Job 1 ->
Scale the rows from the line with "the bridge roadway" to the line with "160], [265, 171]]", both ends included, and give only those lines again, requests included. Multiply every point coordinate in the answers by 2.15 and round each to a whole number, with halves rounded up.

Document section ->
++++++++++++++++++++
The Mathematical Journey at the Heart of Dreams4cars

17/05/2018

Bringing vehicles to life with Maths
When it comes to developing a car that can drive itself we have to remember, that cars start out having no instincts of their own whatsoever. Cars do not know what objects are and how to differentiate them and evaluate their course. All this has to be taught to them. And maths, with its equations, models and algorithms will be their teacher. This task of literally waking up a car through maths is the role of Sean Anderson from Sheffield University.

Sean is involved in two main areas. The first is mathematical modelling of vehicle dynamics, resulting in algorithms being developed that represent the behaviour spectrum of the car and other road users. The second is to develop algorithms that will allow the car to choose the best course of action. This process is called action-selection.

If maths is the life giver, data is what that life feeds on, huge amounts of data!
Sean and his team collect as much data as they can, in the form of speed, course and driver inputs, from real cars driven by real people. This data then allows them to develop mathematical models in the form of equations that then make up algorithms that describe behaviour. The more data the more accurate the model.
++++++++++++++++++++
Input data ->
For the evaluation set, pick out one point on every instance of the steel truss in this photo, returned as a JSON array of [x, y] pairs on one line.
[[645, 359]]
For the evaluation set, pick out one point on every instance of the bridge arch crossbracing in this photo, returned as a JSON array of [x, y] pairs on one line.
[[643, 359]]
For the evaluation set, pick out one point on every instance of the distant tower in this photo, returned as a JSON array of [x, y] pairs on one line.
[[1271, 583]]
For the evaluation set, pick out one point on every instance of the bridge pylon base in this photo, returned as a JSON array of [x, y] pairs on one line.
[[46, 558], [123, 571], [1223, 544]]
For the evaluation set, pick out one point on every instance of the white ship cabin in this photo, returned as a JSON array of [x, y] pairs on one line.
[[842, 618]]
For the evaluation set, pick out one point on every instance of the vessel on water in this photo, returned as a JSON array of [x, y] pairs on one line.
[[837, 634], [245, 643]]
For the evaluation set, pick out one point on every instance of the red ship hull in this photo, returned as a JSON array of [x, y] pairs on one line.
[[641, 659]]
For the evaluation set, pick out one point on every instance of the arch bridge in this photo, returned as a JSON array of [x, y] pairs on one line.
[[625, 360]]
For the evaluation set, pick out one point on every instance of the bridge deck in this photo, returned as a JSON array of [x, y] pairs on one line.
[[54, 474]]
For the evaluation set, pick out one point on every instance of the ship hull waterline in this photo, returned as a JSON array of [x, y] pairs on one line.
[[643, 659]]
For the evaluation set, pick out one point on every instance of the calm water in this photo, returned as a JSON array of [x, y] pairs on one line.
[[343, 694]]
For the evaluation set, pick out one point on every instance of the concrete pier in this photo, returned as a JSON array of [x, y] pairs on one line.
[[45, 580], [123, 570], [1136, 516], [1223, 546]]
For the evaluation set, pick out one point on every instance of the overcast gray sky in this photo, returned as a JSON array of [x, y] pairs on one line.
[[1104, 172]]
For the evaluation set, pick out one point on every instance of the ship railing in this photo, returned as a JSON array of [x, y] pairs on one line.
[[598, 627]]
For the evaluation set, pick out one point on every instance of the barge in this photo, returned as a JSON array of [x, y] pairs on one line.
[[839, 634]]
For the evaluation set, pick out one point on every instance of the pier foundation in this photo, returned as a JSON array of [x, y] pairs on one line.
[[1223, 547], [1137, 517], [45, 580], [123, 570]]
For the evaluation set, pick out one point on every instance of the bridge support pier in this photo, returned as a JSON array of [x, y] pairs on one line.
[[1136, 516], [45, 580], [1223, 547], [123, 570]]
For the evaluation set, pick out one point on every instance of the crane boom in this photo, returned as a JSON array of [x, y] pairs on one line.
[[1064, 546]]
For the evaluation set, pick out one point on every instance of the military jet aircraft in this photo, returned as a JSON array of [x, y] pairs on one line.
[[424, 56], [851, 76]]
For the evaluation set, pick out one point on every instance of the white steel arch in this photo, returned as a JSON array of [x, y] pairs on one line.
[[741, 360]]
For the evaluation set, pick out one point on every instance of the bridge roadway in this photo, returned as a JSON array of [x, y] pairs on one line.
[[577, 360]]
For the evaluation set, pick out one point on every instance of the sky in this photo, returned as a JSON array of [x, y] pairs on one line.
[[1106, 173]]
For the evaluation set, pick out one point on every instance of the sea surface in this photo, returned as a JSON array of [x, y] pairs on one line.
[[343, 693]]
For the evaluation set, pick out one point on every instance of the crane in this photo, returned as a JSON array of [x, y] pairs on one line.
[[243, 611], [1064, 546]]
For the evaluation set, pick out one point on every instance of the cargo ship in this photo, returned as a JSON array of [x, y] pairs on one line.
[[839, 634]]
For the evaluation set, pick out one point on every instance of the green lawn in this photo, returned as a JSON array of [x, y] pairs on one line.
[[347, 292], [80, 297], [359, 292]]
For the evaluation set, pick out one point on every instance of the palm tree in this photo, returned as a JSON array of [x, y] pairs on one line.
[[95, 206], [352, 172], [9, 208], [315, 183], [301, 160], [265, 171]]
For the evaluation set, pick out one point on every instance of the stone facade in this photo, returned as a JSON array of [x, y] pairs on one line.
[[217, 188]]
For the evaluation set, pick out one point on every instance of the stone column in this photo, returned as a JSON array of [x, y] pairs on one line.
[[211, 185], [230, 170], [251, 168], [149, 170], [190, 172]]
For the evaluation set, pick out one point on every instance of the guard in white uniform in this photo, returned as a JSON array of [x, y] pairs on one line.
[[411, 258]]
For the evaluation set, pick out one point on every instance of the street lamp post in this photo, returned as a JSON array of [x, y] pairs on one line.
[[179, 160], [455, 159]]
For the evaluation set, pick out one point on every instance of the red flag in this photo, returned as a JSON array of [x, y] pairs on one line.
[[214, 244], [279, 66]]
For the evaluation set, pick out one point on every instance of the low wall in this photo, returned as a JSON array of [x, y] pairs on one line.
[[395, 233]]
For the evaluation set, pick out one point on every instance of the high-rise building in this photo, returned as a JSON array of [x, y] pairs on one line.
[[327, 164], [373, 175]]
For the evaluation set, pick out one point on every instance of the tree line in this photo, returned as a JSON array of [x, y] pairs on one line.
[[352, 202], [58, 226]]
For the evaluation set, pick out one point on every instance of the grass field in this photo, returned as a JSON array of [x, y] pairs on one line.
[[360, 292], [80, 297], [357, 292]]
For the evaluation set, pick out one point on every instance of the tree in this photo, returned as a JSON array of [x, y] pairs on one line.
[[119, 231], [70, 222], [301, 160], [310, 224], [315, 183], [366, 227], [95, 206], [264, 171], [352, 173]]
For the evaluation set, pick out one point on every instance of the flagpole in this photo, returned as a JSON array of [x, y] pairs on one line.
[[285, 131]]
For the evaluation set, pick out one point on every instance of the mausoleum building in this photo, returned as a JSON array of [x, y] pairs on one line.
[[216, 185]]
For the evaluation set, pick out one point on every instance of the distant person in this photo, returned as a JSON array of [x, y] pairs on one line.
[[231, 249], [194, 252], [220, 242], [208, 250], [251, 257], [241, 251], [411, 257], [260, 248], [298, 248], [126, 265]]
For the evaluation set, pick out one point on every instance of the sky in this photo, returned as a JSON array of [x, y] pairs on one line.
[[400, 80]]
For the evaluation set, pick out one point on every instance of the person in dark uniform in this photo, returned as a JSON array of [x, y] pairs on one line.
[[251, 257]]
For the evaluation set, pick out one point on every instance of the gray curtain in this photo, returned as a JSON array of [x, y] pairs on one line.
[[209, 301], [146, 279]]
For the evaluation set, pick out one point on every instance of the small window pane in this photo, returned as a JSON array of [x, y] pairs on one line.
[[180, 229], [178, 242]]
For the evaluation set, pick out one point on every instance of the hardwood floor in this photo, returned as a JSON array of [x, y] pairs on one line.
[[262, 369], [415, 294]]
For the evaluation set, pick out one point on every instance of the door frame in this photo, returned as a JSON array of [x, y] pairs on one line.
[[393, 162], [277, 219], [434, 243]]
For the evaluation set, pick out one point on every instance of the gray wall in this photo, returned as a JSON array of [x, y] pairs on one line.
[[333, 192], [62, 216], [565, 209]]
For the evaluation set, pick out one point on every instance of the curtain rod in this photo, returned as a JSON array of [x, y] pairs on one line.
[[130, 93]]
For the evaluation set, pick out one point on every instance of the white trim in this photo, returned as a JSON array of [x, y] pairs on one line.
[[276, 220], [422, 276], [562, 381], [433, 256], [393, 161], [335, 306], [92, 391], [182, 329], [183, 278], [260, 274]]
++++++++++++++++++++
Job 2 ->
Set down the passage of the Dreams4cars maths article from "Bringing vehicles to" to "from Sheffield University.".

Task solution 1 ->
For the evaluation set, pick out one point on every instance of the bridge roadway in this photo, returned as a JSON array of [x, y] pairs on one line.
[[1241, 774]]
For the evaluation set, pick out one point on every instance of the sky in this photo, returned as a JSON array of [x, y] pairs on one line.
[[2378, 372]]
For the evaluation set, pick out one point on every instance of the sea surface in this photo, returned as a JSON array of [x, y] pairs on one line.
[[737, 1490]]
For the evaluation set, pick out one point on every instance of the crane in this photo, returned as a JSON array of [x, y] pairs on one line.
[[522, 1314], [2288, 1174]]
For the evaluation set, pick out one point on every instance of the cargo ship in this photo, returned as a JSON array of [x, y] pairs on one line.
[[1804, 1363]]
For the evaluation set, pick out one point on every instance of the green lawn in this photo, returned as a JSON array of [x, y] pairs on one line.
[[746, 628], [172, 639], [772, 628]]
For the evaluation set, pick out one point on every instance of the palm tree in this photo, returned as a JSON array of [x, y] pairs on one line.
[[204, 443], [757, 370], [19, 447], [677, 393], [647, 344], [570, 368]]

Task solution 2 ->
Bringing vehicles to life with Maths
When it comes to developing a car that can drive itself we have to remember, that cars start out having no instincts of their own whatsoever. Cars do not know what objects are and how to differentiate them and evaluate their course. All this has to be taught to them. And maths, with its equations, models and algorithms will be their teacher. This task of literally waking up a car through maths is the role of Sean Anderson from Sheffield University.